### Exercise inputs
'''

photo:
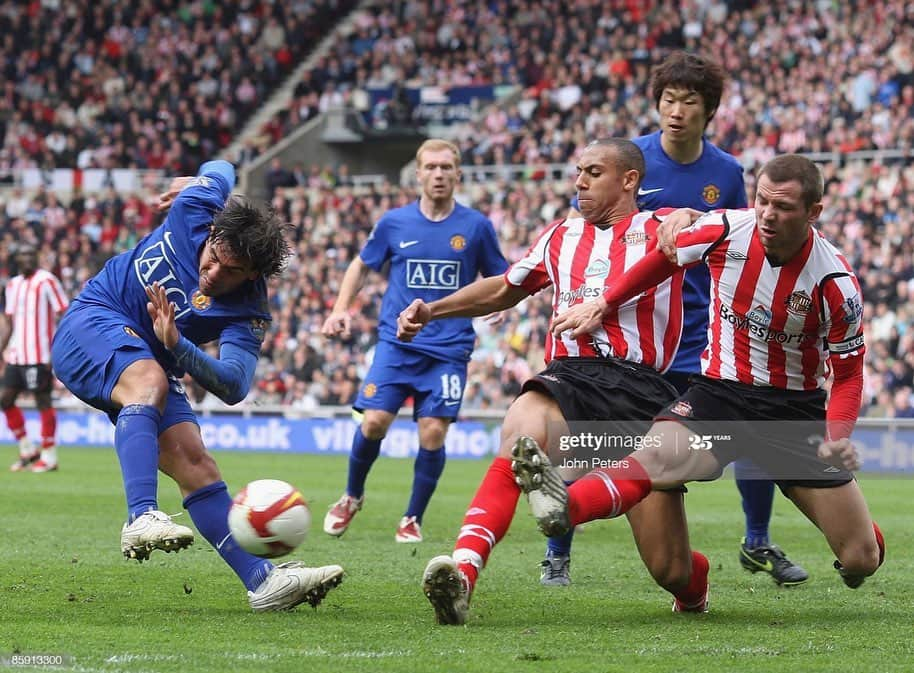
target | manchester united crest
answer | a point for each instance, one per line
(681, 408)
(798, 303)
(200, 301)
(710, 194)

'''
'''

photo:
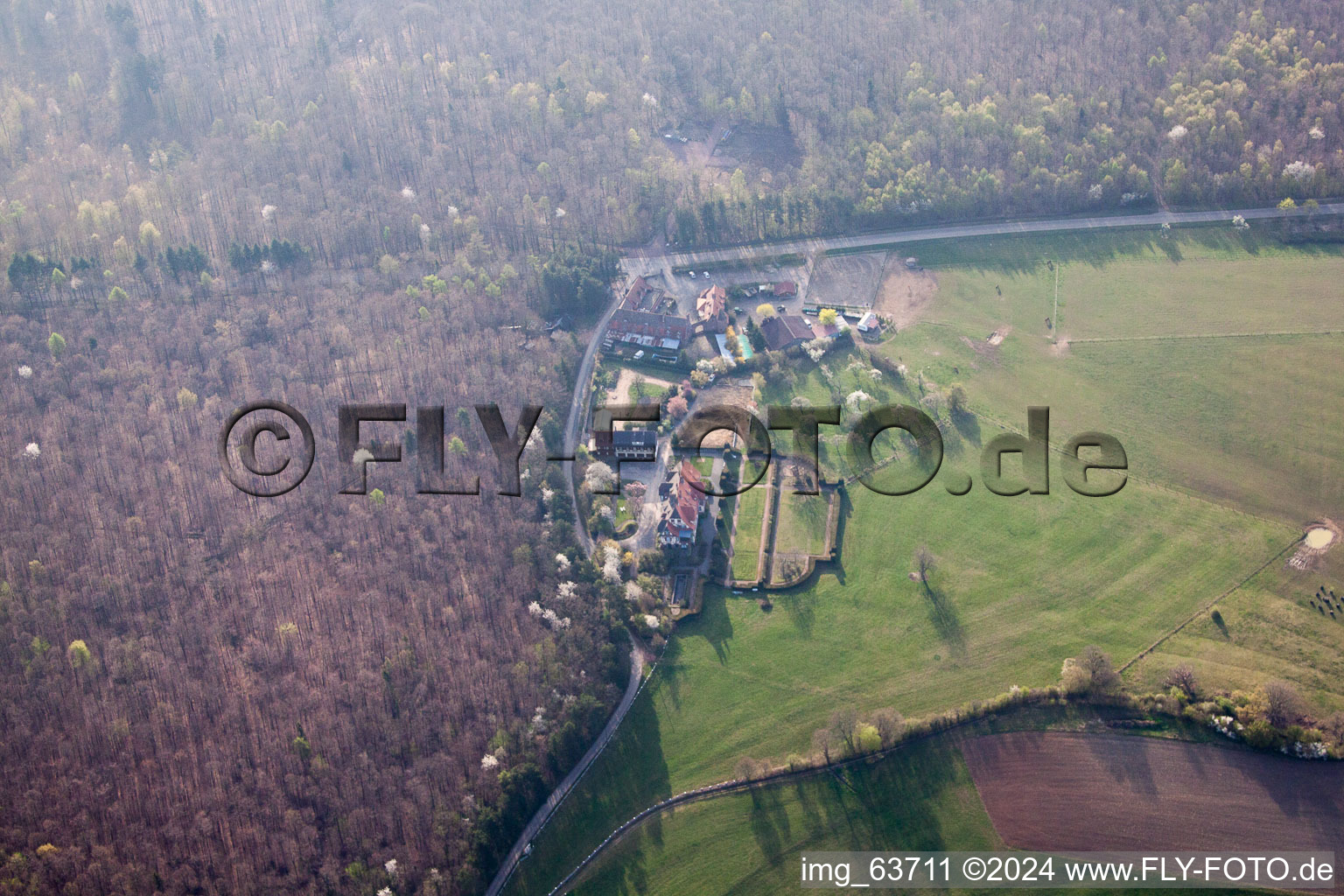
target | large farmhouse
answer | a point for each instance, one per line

'''

### Work to do
Pull out every line of the data above that contains the word "target", and list those lines unchanged.

### Result of this exercise
target | manchester united crest
target | large farmhouse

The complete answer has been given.